▶ Set task:
The required output is the exact sequence of lines from the line holding "Where can the window sill" to the end of the records, inclusive.

▶ Exercise material:
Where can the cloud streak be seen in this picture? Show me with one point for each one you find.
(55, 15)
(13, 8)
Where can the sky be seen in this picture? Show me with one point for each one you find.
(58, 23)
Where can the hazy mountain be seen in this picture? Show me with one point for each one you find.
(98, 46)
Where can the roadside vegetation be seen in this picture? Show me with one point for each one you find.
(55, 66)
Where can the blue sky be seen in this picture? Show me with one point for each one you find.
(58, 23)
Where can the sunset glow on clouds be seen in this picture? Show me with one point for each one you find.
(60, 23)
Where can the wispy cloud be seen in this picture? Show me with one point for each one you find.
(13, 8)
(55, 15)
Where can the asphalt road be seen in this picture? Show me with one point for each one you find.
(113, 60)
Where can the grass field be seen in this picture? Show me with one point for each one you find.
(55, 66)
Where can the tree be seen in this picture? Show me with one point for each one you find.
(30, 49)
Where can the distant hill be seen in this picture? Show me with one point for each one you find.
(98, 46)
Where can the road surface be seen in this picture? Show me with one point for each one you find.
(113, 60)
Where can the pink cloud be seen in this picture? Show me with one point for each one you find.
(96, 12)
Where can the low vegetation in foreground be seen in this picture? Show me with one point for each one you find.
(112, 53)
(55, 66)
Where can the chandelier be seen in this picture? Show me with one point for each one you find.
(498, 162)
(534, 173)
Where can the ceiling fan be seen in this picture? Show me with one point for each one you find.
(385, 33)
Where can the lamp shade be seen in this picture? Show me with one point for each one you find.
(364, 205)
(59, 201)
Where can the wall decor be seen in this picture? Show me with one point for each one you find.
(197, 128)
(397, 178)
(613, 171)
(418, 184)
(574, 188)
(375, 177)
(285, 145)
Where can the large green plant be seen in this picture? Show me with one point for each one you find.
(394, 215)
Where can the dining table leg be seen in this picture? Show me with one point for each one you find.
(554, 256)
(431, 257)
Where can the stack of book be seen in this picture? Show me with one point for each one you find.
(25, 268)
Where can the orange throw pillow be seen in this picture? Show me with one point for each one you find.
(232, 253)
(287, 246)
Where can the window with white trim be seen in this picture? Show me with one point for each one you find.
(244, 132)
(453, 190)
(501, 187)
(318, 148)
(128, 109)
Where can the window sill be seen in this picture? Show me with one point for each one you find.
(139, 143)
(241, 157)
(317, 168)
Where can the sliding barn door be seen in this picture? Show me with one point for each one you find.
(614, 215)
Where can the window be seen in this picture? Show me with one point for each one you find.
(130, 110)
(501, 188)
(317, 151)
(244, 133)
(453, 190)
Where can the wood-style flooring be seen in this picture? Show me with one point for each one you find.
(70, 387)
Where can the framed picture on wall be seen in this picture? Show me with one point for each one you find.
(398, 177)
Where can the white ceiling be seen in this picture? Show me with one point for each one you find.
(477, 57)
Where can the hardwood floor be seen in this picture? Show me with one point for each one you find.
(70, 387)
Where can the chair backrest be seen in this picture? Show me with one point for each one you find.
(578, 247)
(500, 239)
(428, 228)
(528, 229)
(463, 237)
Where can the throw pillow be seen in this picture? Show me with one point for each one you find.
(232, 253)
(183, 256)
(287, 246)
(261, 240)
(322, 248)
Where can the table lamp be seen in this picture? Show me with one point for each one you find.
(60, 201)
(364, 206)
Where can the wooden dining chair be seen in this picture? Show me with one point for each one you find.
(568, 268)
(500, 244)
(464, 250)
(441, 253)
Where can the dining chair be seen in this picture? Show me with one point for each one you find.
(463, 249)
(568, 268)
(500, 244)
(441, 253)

▶ Problem solution:
Where can the window sill be seen in this picture? Show me with one point for each one you find.
(139, 143)
(241, 157)
(317, 168)
Where can the sliding barn door be seen in this picture? Show me with one point for each one you find.
(614, 215)
Where can the window be seen in this picture? Show me with one point for each one you find.
(130, 110)
(501, 188)
(317, 151)
(244, 133)
(453, 190)
Where can the wood-style flooring be seen in this picture? Show me with one point for each one you find.
(70, 387)
Where can the framed picture on wall be seen in this picture? Show me with one point for each one you find.
(398, 177)
Where can the white ceiling be seen in this picture? Show me with one point for each one you find.
(477, 57)
Where can the hardwood floor be seen in this picture? Show me with one point for each one you find.
(70, 387)
Where can the chair backrest be seen in this picture? Show me with one point for each one you find.
(578, 247)
(500, 239)
(428, 228)
(528, 229)
(463, 237)
Where can the throw pillow be seen in this picture? Show me with one point for each one you find.
(232, 253)
(183, 256)
(287, 246)
(261, 240)
(322, 248)
Where can the table lamp be seen in this picture? Show me with one point for each one you find.
(60, 201)
(364, 206)
Where can the wooden dining chair be seen in this picture? Show me with one point for each one you find.
(568, 268)
(500, 244)
(464, 250)
(441, 253)
Where can the dining chair be seen in this picture? Show me with one point for each one you find.
(463, 249)
(568, 268)
(500, 244)
(441, 253)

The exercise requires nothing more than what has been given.